## [What you have to do]
Where an entry contains a picture, omit the picture and repeat the rest exactly.

## [Data for the task]

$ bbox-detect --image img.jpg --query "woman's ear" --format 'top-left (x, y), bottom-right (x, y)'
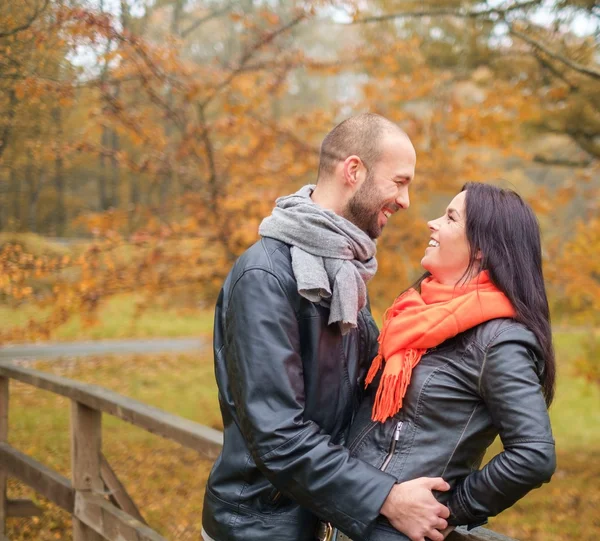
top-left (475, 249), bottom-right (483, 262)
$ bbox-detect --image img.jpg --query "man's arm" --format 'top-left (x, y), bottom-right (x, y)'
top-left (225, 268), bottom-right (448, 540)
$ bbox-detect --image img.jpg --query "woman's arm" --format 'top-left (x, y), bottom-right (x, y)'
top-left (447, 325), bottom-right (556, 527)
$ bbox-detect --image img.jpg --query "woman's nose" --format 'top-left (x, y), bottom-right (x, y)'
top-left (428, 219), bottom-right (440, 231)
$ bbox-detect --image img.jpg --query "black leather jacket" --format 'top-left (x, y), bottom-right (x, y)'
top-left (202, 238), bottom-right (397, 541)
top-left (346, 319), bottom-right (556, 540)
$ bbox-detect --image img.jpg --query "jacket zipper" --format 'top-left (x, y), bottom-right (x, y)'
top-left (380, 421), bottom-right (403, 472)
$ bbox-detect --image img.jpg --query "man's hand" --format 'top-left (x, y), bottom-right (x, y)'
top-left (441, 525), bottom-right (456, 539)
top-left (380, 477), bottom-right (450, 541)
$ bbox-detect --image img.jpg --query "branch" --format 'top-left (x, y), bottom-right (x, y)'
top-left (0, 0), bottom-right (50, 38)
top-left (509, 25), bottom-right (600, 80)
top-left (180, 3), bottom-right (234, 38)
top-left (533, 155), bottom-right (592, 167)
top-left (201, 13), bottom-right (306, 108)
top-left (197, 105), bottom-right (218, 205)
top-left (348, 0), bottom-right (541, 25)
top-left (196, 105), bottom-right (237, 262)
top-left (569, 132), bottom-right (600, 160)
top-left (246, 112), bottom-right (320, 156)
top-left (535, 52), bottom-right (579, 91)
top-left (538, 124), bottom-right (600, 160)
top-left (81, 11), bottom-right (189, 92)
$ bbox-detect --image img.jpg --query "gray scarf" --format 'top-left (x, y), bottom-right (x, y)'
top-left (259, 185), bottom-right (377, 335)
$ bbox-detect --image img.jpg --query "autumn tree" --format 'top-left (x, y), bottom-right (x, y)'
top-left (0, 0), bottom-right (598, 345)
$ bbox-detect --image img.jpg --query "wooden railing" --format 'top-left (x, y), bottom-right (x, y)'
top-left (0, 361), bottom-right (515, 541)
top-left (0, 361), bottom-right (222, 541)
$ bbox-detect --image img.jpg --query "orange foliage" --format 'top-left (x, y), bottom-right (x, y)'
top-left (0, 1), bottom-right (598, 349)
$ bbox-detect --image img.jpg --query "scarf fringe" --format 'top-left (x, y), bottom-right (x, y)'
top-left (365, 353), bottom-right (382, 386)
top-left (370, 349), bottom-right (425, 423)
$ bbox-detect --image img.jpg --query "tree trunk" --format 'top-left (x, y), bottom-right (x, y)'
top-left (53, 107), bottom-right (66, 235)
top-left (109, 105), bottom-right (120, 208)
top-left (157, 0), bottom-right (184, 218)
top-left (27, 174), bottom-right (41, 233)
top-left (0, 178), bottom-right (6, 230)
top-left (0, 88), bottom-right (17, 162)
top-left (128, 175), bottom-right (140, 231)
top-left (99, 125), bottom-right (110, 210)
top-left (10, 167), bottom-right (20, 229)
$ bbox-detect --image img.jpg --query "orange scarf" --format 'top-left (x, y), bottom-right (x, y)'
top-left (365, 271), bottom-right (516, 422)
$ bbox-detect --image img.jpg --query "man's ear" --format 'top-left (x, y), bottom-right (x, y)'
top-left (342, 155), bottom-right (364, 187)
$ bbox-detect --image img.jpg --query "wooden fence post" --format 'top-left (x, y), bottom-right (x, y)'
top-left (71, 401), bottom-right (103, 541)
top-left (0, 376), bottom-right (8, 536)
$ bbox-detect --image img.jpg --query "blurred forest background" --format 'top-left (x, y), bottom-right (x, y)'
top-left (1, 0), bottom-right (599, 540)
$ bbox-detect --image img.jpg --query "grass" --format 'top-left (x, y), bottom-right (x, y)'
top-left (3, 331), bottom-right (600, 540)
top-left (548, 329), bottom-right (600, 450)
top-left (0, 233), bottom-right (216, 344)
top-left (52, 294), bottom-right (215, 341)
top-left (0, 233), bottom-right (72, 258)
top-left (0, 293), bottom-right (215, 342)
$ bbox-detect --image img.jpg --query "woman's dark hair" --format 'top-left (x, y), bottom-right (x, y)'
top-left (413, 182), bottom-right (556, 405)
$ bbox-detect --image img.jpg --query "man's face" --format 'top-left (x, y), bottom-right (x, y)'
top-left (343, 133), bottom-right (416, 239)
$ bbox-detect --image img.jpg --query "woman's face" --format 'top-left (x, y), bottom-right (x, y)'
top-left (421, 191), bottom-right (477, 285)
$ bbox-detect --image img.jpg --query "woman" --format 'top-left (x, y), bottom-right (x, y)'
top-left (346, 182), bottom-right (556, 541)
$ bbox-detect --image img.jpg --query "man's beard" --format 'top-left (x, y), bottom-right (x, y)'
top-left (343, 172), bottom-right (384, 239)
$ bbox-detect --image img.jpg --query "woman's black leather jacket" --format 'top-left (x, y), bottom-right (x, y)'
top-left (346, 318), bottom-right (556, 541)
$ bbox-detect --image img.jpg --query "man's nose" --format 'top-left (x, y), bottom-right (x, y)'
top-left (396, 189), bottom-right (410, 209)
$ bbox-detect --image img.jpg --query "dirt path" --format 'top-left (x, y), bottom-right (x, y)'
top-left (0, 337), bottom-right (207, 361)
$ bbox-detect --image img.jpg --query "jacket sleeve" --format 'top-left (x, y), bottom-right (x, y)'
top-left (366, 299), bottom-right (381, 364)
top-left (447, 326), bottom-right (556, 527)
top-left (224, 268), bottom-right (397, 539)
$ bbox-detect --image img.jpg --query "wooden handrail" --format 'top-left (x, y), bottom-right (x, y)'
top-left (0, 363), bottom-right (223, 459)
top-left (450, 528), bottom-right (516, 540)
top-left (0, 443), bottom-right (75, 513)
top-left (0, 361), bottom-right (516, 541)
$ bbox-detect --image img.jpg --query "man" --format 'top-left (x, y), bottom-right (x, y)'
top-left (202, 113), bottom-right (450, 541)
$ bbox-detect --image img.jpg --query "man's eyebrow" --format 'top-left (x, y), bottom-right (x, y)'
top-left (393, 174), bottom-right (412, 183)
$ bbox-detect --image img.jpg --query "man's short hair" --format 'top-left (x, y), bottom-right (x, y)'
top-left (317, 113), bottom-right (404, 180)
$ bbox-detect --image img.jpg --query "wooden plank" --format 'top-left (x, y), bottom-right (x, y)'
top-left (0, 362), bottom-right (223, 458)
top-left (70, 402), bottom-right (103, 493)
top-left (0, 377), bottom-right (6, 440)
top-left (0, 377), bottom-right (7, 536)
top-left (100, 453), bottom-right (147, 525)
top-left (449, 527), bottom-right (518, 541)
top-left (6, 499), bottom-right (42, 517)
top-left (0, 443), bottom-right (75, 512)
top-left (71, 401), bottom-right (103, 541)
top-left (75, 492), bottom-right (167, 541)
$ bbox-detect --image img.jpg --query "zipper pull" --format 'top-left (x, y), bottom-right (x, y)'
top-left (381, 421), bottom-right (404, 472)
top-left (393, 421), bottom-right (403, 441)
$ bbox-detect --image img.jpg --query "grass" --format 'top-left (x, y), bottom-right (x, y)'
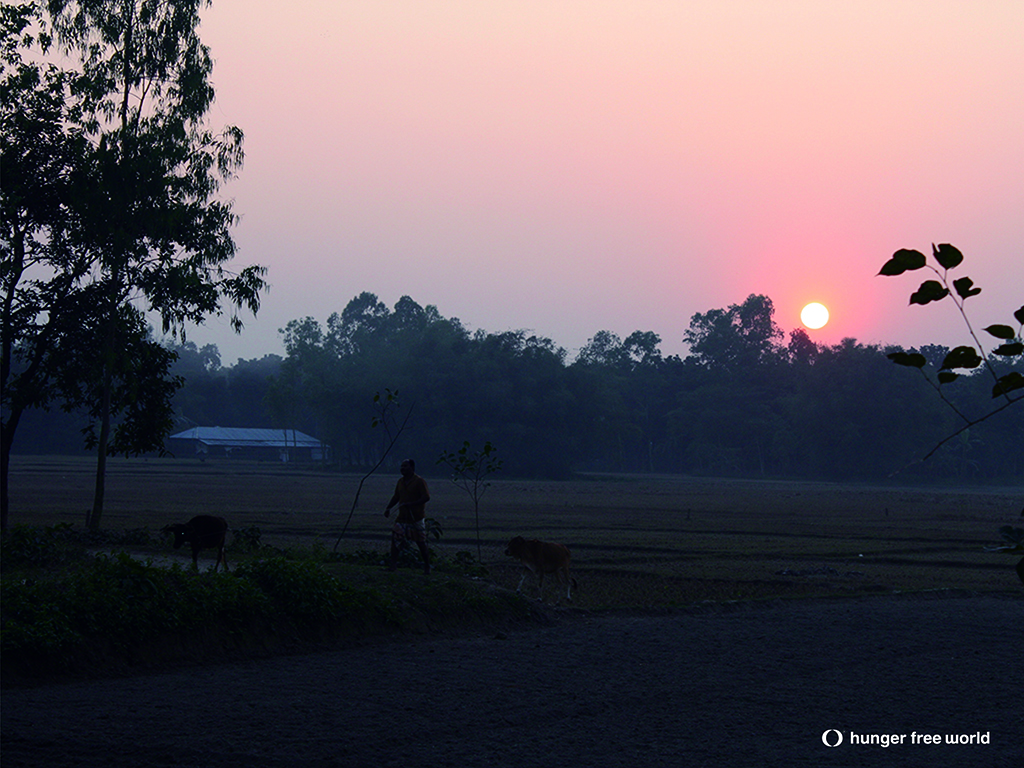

## [Your response]
$ bbox-detect --image img.jpg --query "woman's ear" --format 'top-left (x, y), bottom-right (x, y)'
top-left (475, 249), bottom-right (483, 262)
$ bbox-detect --image img.jpg --query "man's arm" --format 'top-left (x, y), bottom-right (x, y)'
top-left (225, 268), bottom-right (448, 540)
$ bbox-detect --image img.jpg --query "woman's arm" --format 'top-left (x, y), bottom-right (x, y)'
top-left (447, 325), bottom-right (556, 527)
$ bbox-detect --image img.jpg --query "woman's nose" --format 'top-left (x, y), bottom-right (x, y)'
top-left (428, 219), bottom-right (440, 231)
$ bbox-detect --image img.jpg --query "black leather jacket" --format 'top-left (x, y), bottom-right (x, y)'
top-left (202, 238), bottom-right (397, 541)
top-left (346, 319), bottom-right (556, 540)
$ bbox-detect --image img.jpg --query "jacket zipper" --format 'top-left (x, y), bottom-right (x, y)'
top-left (380, 421), bottom-right (403, 472)
$ bbox-detect --image img.jpg --query "man's hand" --format 'top-left (x, y), bottom-right (x, y)'
top-left (441, 525), bottom-right (456, 539)
top-left (380, 477), bottom-right (450, 541)
$ bbox-detect --image img.jpg --query "branch" --format 'top-left (x, y), bottom-right (x, y)'
top-left (0, 0), bottom-right (50, 38)
top-left (509, 25), bottom-right (600, 80)
top-left (180, 3), bottom-right (234, 38)
top-left (533, 155), bottom-right (592, 167)
top-left (201, 13), bottom-right (306, 108)
top-left (197, 105), bottom-right (218, 205)
top-left (348, 0), bottom-right (541, 25)
top-left (196, 105), bottom-right (237, 262)
top-left (569, 132), bottom-right (600, 160)
top-left (246, 112), bottom-right (320, 156)
top-left (535, 52), bottom-right (579, 91)
top-left (538, 124), bottom-right (600, 160)
top-left (81, 11), bottom-right (189, 92)
$ bbox-detect --image img.jpg --query "gray scarf" --format 'top-left (x, y), bottom-right (x, y)'
top-left (259, 185), bottom-right (377, 335)
$ bbox-detect --image img.jpg --query "autumn tree" --format 'top-left (x, y), bottom-right (x, y)'
top-left (0, 0), bottom-right (598, 345)
$ bbox-detect --image img.jpg --query "wooden railing" --format 'top-left (x, y), bottom-right (x, y)'
top-left (0, 361), bottom-right (515, 541)
top-left (0, 361), bottom-right (222, 541)
$ bbox-detect --image img.jpg --query "orange foliage" --format 'top-left (x, y), bottom-right (x, y)'
top-left (0, 1), bottom-right (598, 349)
$ bbox-detect --image img.jpg --query "scarf fringe" --format 'top-left (x, y), bottom-right (x, y)'
top-left (365, 353), bottom-right (382, 386)
top-left (370, 349), bottom-right (425, 423)
$ bbox-detect --image img.jpg --query "tree trunk" --format 'top-left (x, y), bottom-right (x, y)'
top-left (53, 107), bottom-right (66, 235)
top-left (109, 105), bottom-right (120, 208)
top-left (157, 0), bottom-right (184, 218)
top-left (27, 174), bottom-right (41, 233)
top-left (0, 178), bottom-right (6, 230)
top-left (0, 88), bottom-right (17, 162)
top-left (128, 175), bottom-right (140, 231)
top-left (99, 125), bottom-right (110, 210)
top-left (10, 167), bottom-right (20, 229)
$ bbox-detect --image img.jpg --query "orange scarf" --format 'top-left (x, y), bottom-right (x, y)'
top-left (365, 271), bottom-right (516, 422)
$ bbox-detect --image img.jpg --query "man's ear" --format 'top-left (x, y), bottom-right (x, y)'
top-left (342, 155), bottom-right (364, 187)
$ bbox-detect --image img.jpg --query "wooden fence post" --format 'top-left (x, y), bottom-right (x, y)'
top-left (71, 401), bottom-right (103, 541)
top-left (0, 376), bottom-right (8, 536)
$ bbox-detect --image img.jpg --query "blurred forest background" --format 'top-left (x, y), bottom-right (x, y)'
top-left (1, 0), bottom-right (599, 540)
$ bbox-detect --image img.jpg --query "grass" --format 'top-left (x, y), bottom-right (x, y)'
top-left (3, 331), bottom-right (600, 540)
top-left (548, 329), bottom-right (600, 450)
top-left (0, 233), bottom-right (216, 344)
top-left (52, 294), bottom-right (215, 341)
top-left (0, 233), bottom-right (72, 258)
top-left (0, 293), bottom-right (215, 342)
$ bbox-detect --image img.jpg --query "woman's dark hair" --format 'top-left (x, y), bottom-right (x, y)'
top-left (413, 182), bottom-right (556, 405)
$ bbox-detect --image img.jpg --query "man's face" --format 'top-left (x, y), bottom-right (x, y)'
top-left (343, 133), bottom-right (416, 239)
$ bbox-detect --image img.jpg --query "woman's face" --format 'top-left (x, y), bottom-right (x, y)'
top-left (421, 191), bottom-right (477, 285)
$ bbox-detect --image img.jpg --query "woman" --format 'top-left (x, y), bottom-right (x, y)'
top-left (346, 182), bottom-right (556, 541)
$ bbox-detect --image img.jpg --query "man's beard" --format 'top-left (x, y), bottom-right (x, y)'
top-left (343, 172), bottom-right (384, 239)
$ bbox-detect --image img.jpg --query "woman's black leather jacket" --format 'top-left (x, y), bottom-right (x, y)'
top-left (346, 318), bottom-right (556, 541)
$ bbox-detect --image img.jpg --query "man's nose" --format 'top-left (x, y), bottom-right (x, y)'
top-left (396, 189), bottom-right (410, 209)
$ bbox-detect --image img.jpg --query "dirt path" --format 'top-left (x, y), bottom-right (x, y)'
top-left (0, 337), bottom-right (207, 361)
$ bbox-detect --image img.jpg --query "jacket sleeve" --format 'top-left (x, y), bottom-right (x, y)'
top-left (366, 299), bottom-right (381, 364)
top-left (447, 326), bottom-right (556, 527)
top-left (224, 268), bottom-right (397, 539)
$ bbox-detect --image img.jpg --query "wooden handrail" --format 'top-left (x, y), bottom-right (x, y)'
top-left (0, 363), bottom-right (223, 459)
top-left (450, 528), bottom-right (516, 540)
top-left (0, 443), bottom-right (75, 513)
top-left (0, 361), bottom-right (516, 541)
$ bbox-detect --image img.jpg --query "man" --format 'top-left (x, y), bottom-right (x, y)'
top-left (202, 113), bottom-right (450, 541)
$ bbox-detect --image img.jpg --query "man's eyebrow" --format 'top-left (x, y), bottom-right (x, y)'
top-left (393, 174), bottom-right (412, 183)
$ bbox-detect --image img.jpg --query "man's short hair" --format 'top-left (x, y), bottom-right (x, y)'
top-left (317, 113), bottom-right (404, 180)
$ bbox-detect --image img.jpg --query "wooden plank" --format 'top-left (x, y), bottom-right (x, y)'
top-left (0, 362), bottom-right (223, 458)
top-left (70, 402), bottom-right (103, 493)
top-left (0, 377), bottom-right (6, 440)
top-left (0, 377), bottom-right (7, 536)
top-left (100, 453), bottom-right (147, 525)
top-left (449, 527), bottom-right (518, 541)
top-left (6, 499), bottom-right (42, 517)
top-left (0, 443), bottom-right (75, 512)
top-left (71, 401), bottom-right (103, 541)
top-left (75, 492), bottom-right (167, 541)
$ bbox-detect --image img.jpg --query "zipper pull" --format 'top-left (x, y), bottom-right (x, y)'
top-left (381, 421), bottom-right (404, 472)
top-left (393, 421), bottom-right (403, 441)
$ bbox-detect --image img.jpg --query "grass" --format 'top-left (x, y), bottom-right (x, y)'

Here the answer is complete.